*What is expected*: Should any entry hold a picture, omit that picture and copy the rest of the entry exactly.

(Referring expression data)
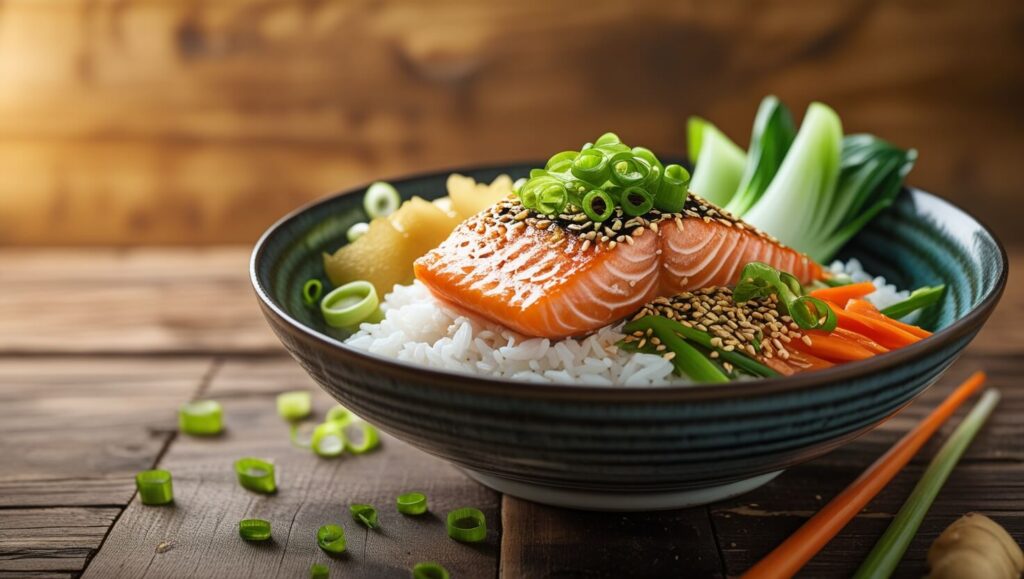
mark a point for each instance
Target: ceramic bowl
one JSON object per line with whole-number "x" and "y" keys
{"x": 628, "y": 448}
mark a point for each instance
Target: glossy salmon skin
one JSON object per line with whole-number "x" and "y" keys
{"x": 565, "y": 277}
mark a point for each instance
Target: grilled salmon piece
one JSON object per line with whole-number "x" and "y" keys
{"x": 560, "y": 278}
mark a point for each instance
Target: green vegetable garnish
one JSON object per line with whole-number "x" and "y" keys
{"x": 919, "y": 299}
{"x": 889, "y": 550}
{"x": 254, "y": 529}
{"x": 381, "y": 200}
{"x": 365, "y": 513}
{"x": 467, "y": 525}
{"x": 294, "y": 406}
{"x": 760, "y": 281}
{"x": 331, "y": 538}
{"x": 155, "y": 487}
{"x": 412, "y": 503}
{"x": 256, "y": 474}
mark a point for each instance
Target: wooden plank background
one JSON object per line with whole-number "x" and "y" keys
{"x": 186, "y": 122}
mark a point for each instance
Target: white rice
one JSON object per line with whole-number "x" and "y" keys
{"x": 419, "y": 329}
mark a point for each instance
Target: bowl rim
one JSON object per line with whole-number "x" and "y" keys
{"x": 506, "y": 387}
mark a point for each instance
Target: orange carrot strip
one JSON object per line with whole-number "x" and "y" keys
{"x": 865, "y": 307}
{"x": 842, "y": 294}
{"x": 790, "y": 556}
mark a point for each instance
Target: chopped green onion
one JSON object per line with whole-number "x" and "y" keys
{"x": 202, "y": 417}
{"x": 356, "y": 231}
{"x": 381, "y": 200}
{"x": 429, "y": 571}
{"x": 919, "y": 299}
{"x": 889, "y": 550}
{"x": 365, "y": 513}
{"x": 636, "y": 201}
{"x": 350, "y": 304}
{"x": 331, "y": 538}
{"x": 328, "y": 440}
{"x": 256, "y": 474}
{"x": 294, "y": 406}
{"x": 339, "y": 414}
{"x": 155, "y": 487}
{"x": 311, "y": 292}
{"x": 467, "y": 525}
{"x": 368, "y": 437}
{"x": 254, "y": 529}
{"x": 412, "y": 503}
{"x": 598, "y": 205}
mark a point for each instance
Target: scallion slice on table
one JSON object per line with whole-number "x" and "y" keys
{"x": 254, "y": 529}
{"x": 366, "y": 438}
{"x": 366, "y": 514}
{"x": 155, "y": 487}
{"x": 312, "y": 290}
{"x": 793, "y": 553}
{"x": 331, "y": 538}
{"x": 256, "y": 474}
{"x": 328, "y": 440}
{"x": 429, "y": 571}
{"x": 467, "y": 525}
{"x": 412, "y": 503}
{"x": 294, "y": 406}
{"x": 889, "y": 550}
{"x": 919, "y": 299}
{"x": 356, "y": 231}
{"x": 339, "y": 414}
{"x": 350, "y": 304}
{"x": 201, "y": 418}
{"x": 381, "y": 200}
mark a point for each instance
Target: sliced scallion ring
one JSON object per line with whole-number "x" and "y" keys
{"x": 254, "y": 529}
{"x": 381, "y": 200}
{"x": 412, "y": 503}
{"x": 155, "y": 487}
{"x": 366, "y": 441}
{"x": 467, "y": 525}
{"x": 200, "y": 418}
{"x": 311, "y": 292}
{"x": 339, "y": 414}
{"x": 328, "y": 440}
{"x": 350, "y": 304}
{"x": 366, "y": 514}
{"x": 356, "y": 231}
{"x": 331, "y": 538}
{"x": 294, "y": 406}
{"x": 429, "y": 570}
{"x": 256, "y": 474}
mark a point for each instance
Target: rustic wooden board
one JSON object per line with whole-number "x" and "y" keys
{"x": 200, "y": 536}
{"x": 142, "y": 301}
{"x": 56, "y": 539}
{"x": 153, "y": 121}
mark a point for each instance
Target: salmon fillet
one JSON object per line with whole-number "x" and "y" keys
{"x": 562, "y": 277}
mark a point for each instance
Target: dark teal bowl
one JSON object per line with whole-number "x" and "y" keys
{"x": 628, "y": 448}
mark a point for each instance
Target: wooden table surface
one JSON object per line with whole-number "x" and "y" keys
{"x": 98, "y": 347}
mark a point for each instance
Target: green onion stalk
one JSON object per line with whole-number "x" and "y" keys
{"x": 604, "y": 175}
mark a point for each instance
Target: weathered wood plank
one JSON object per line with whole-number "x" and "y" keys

*Expected output*:
mark a point for each instance
Target: ceramic bowl
one JSON object per line with whole-number "x" and "y" keys
{"x": 628, "y": 448}
mark a point for each instance
Target: glossy salmon skin
one JSON object per line with whole-number "x" and "y" keys
{"x": 565, "y": 277}
mark a point for each instance
Target: grilled salmon piece
one JSON object per line with whole-number "x" and "y" keys
{"x": 560, "y": 278}
mark a point for each instance
Target: green vegetable garnish
one JSON object per line with whole-number "x" and "y" keys
{"x": 919, "y": 299}
{"x": 889, "y": 550}
{"x": 254, "y": 529}
{"x": 381, "y": 200}
{"x": 365, "y": 513}
{"x": 467, "y": 525}
{"x": 294, "y": 406}
{"x": 760, "y": 281}
{"x": 331, "y": 538}
{"x": 155, "y": 487}
{"x": 412, "y": 503}
{"x": 256, "y": 474}
mark a point for each instance
Target: wooden plank background
one JSON object per line with whole-number "x" and "y" keys
{"x": 186, "y": 122}
mark a point for each instance
Target: white rice
one JSON object per line with whole-number "x" and "y" keys
{"x": 419, "y": 329}
mark a point for each instance
Target: bowl rim
one JSON object per line with whole-number "x" and "y" keys
{"x": 506, "y": 387}
mark a point for each instance
Target: orange carrot strip
one JSON object per line with whole-number "x" and "y" keys
{"x": 865, "y": 307}
{"x": 842, "y": 294}
{"x": 790, "y": 556}
mark a point for each instance
Target: chopped green onion
one JSON object per line with whole-number "x" and "y" keys
{"x": 202, "y": 417}
{"x": 356, "y": 231}
{"x": 381, "y": 200}
{"x": 429, "y": 571}
{"x": 919, "y": 299}
{"x": 889, "y": 550}
{"x": 365, "y": 513}
{"x": 636, "y": 201}
{"x": 350, "y": 304}
{"x": 331, "y": 538}
{"x": 328, "y": 440}
{"x": 256, "y": 474}
{"x": 294, "y": 406}
{"x": 339, "y": 414}
{"x": 155, "y": 487}
{"x": 311, "y": 292}
{"x": 467, "y": 525}
{"x": 368, "y": 437}
{"x": 254, "y": 529}
{"x": 412, "y": 503}
{"x": 598, "y": 205}
mark a point for each instance
Target: scallion slice on table
one JSON object per line with whole-number "x" and "y" keys
{"x": 254, "y": 529}
{"x": 366, "y": 438}
{"x": 366, "y": 514}
{"x": 155, "y": 487}
{"x": 312, "y": 290}
{"x": 793, "y": 553}
{"x": 331, "y": 538}
{"x": 256, "y": 474}
{"x": 328, "y": 440}
{"x": 429, "y": 571}
{"x": 467, "y": 525}
{"x": 412, "y": 503}
{"x": 294, "y": 406}
{"x": 889, "y": 550}
{"x": 919, "y": 299}
{"x": 356, "y": 231}
{"x": 339, "y": 414}
{"x": 350, "y": 304}
{"x": 201, "y": 418}
{"x": 381, "y": 200}
mark a point for each instance
Target: sliced scallion ring
one JSON object per line with whole-number "x" and "y" keys
{"x": 254, "y": 529}
{"x": 381, "y": 200}
{"x": 412, "y": 503}
{"x": 155, "y": 487}
{"x": 366, "y": 441}
{"x": 467, "y": 525}
{"x": 200, "y": 418}
{"x": 311, "y": 292}
{"x": 339, "y": 414}
{"x": 328, "y": 440}
{"x": 350, "y": 304}
{"x": 366, "y": 514}
{"x": 356, "y": 231}
{"x": 331, "y": 538}
{"x": 294, "y": 406}
{"x": 429, "y": 570}
{"x": 256, "y": 474}
mark a point for each instance
Target: rustic wooden board
one JSON object per line with whole-number "x" and "y" keys
{"x": 200, "y": 536}
{"x": 142, "y": 301}
{"x": 56, "y": 539}
{"x": 153, "y": 121}
mark a point for each instance
Target: salmon fillet
one JSON object per line with whole-number "x" and "y" keys
{"x": 562, "y": 277}
mark a point for each instance
Target: dark teal bowl
one JSON object per line with whole-number "x" and "y" keys
{"x": 628, "y": 448}
mark a point for each instance
Target: wooden table surface
one JSON object per line with whole-number "x" and "y" keys
{"x": 98, "y": 347}
mark a point for each instance
Target: green onion stalk
one JSON object per line with whole-number "x" and "y" keys
{"x": 604, "y": 175}
mark a point for each instance
Target: weathered wood plank
one JSON object per line with whole-number "x" and "y" keys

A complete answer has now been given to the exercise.